> [EXCERPT TO READ]
▽

I can't image there's not a known shape for that limb flare and known formuli
to quantify volume!
-DonRB
From: [email protected]
To: [email protected]
Subject: [ENTS] Limb Length Again
Date: Fri, 2 Jan 2009 17:50:47 +0000
ENTS,
Perhaps it is a good time for us to circle the wagons and discuss
where we want to go in 2009 in terms of our tree measurement mission. To this
point we have concentrated on the use of sine-based mathematics to measure tree
height, Rucker height indexing, trunk volume determinations, use of TDI as a
method to crown champion trees, and support of the champion tree programs of
the states and American Forests. Pursuit of other measurement and measurement
methodologies has been sporadic. Advances in our methodologies have been
limited principally to volume determinations.
Recently we started to think seriously about methods for computing
limb length and that led to several methods ranging from simple to
mathematically involved. In a prior email, yours truly proposed some
definitions for consideration. The following is a slight refinement of those
definitions for limb length.
Lh = Horizontal length (horizontal distance from start to end of limb)
using 2 measurement points. This is the shadow length of a limb looking
directly down from above.
Ls = Straight line distance from start to end of limb (slope distance)
using 2 measurement points, one at the tip and the other at the base of the
limb.
Lp = Parabolic arc length of limb using 3 measurement points, one at the
tip, one at the base, and one at or near the midpoint of the limb. This method
requires the derivation of the parabola that passes through the tree points.
The model is y = ax2 + bx + c.
Lr = Length based on a bivariate curvilinear regression model using
multiple measurement points. The curvilinear equation will be one of three
forms:
y = ax2 + bx + c
y = ax3 + bx2 + cx + d
y = axb + c
Lc= Length based on division of the limb into segments with each segment
measured using one of the previous methods. This is a composite length.
The sheer amount of measuring and calculating involved in
determining volumes and limb length simply overpowers the level of interest
that most Ents have. This simple stating of the obvious is not meant as a
criticism of others. It is just an acknowledgement of reality. So if the few of
us who are obsessed with measurement methodology want others among us to become
more involved, we have to provide the calculating tools needed to avoid
burdensome calculations. To this end, I’ve taken on the job of trying to
provide those tools and have chosen the form of Excel workbooks. There are
better routes, but they involve specialized software. For instance, a
statistical package named Minitab provides a wealth of statistical analysis
techniques to include regression analysis. But one must feel confident using
that kind of software and be able to purchase it. In contrast, most computer
users have Excel. So by default, it becomes the tool of choice.

△

> [DATA LINES]

▽

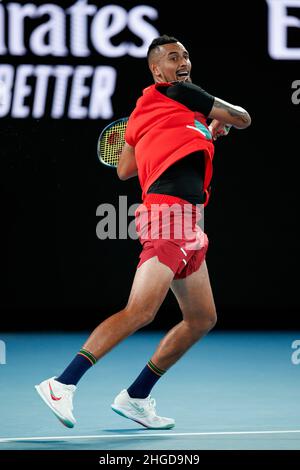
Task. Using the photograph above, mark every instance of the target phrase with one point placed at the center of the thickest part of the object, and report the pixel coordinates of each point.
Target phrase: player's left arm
(127, 167)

△

> [WRITTEN TASK 1] In the tree measurement text, what form has the writer chosen for the calculating tools?
> [WRITTEN TASK 2] Pick up the tree measurement text after its final sentence and continue it.
The lines above are separate material and have no connection to the tree measurement text.

> [TASK OUTPUT 1] Excel workbooks.

> [TASK OUTPUT 2]
In a past communication, I attached an Excel Workbook that includes
3 spreadsheets. The first shows the model of a limb and the hypothetical
position of a measurer taking 3 measurements. The formulas for the calculations
for the 3 points are shown. The spreadsheet is entitled Diagram. The second
spreadsheet fits a parabola to the 3 points by computing the coefficients of
the parabola, designated as a, b, and c. The length of the parabolic arc that
encompasses the three points is designated as s. Its evaluation requires
integral calculus. The definite integral that has to be evaluated is shown.
However, there is a numeric process for evaluating definite integrals called
Simpson’s Rule or Method. I’ve programmed in the method to calculate s
automatically. The spreadsheet is named Parabola.
The latest spreadsheet, added last night is entitled Regression and
fits a parabola to up to 10 points. The method of calculating the points is
just an extension of the 3-point system of the prior spreadsheets. The third
spreadsheet calculates the length of the parabolic arc that is based on a
parabola derived through bivariate curvilinear regression analysis. The
regression-based parabola assumes at least 4 points have been determined along
the surface of the limb and have been fitted into a Cartesian coordinate
system. Up to 10 points are allowed. I could have built in an allowance for
more, but doubt that limb length calculations will often use more than 4 or 5
points.
I have included the equations for a, b, c, and s in the Parabola
and Regression spreadsheets. The user need not concern himself/herself with the
equations. They are included for documentation purposes. In the case of the
equations, they are not always in their simplest forms, algebraically speaking.
That results from how I went about deriving them. However, since all the
calculating is performed by Excel, the user doesn’t need to be concerned with
computational efficiency.
The next step is to add the cubic equation to the mix of tools. The
cubic equation has the form y = ax3+bx2+cx+d. Its derivation is a bear, either
as an exact fit to 4 points or to more in a least squares regression sense. I
would argue for the inclusion of the cubic model because it incorporates a
point of inflection where the curve goes from concave to convex or vice versa.
This corresponds to the architecture of many limb segments that we see. So from
the standpoint of fitting a curve to the smallest number of measurement points
to follow limb curvature, the cubic model adds an important tool to our
inventory. I will begin working on a spreadsheet for the cubic model and
eventually add it to the workbook with the parabolas.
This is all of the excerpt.